§ Your objective: In full and without alteration, reproduce every record.

# # # # # # #

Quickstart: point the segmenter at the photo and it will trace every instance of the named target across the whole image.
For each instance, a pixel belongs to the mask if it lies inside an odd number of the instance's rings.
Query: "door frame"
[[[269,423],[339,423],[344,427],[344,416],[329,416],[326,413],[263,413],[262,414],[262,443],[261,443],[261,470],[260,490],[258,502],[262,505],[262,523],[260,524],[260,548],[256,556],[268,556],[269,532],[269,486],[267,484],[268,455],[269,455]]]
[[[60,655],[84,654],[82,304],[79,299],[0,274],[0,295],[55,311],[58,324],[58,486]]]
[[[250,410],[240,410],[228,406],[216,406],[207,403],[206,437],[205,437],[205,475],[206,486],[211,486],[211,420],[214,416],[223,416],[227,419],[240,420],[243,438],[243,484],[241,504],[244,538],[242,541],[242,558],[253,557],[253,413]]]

# # # # # # #

§ Completed task:
Quickstart: point the segmenter at the photo and it will trace every instance of the named target across the whole image.
For each instance, a pixel belongs to the mask if it lies inside an odd number of the instance's rings.
Query: "door frame"
[[[269,423],[339,423],[344,427],[344,416],[329,416],[326,413],[263,413],[262,414],[262,443],[261,443],[261,470],[260,490],[258,502],[262,505],[262,523],[260,524],[260,548],[256,556],[268,556],[269,532],[269,486],[267,484],[268,455],[269,455]]]
[[[60,655],[84,654],[82,304],[79,299],[0,274],[0,295],[55,311],[58,324],[58,486]]]
[[[250,410],[240,410],[228,406],[216,406],[207,403],[206,437],[205,437],[205,475],[206,486],[211,486],[211,420],[214,416],[223,416],[227,419],[240,420],[243,438],[243,484],[241,504],[244,538],[242,541],[242,558],[253,557],[253,413]]]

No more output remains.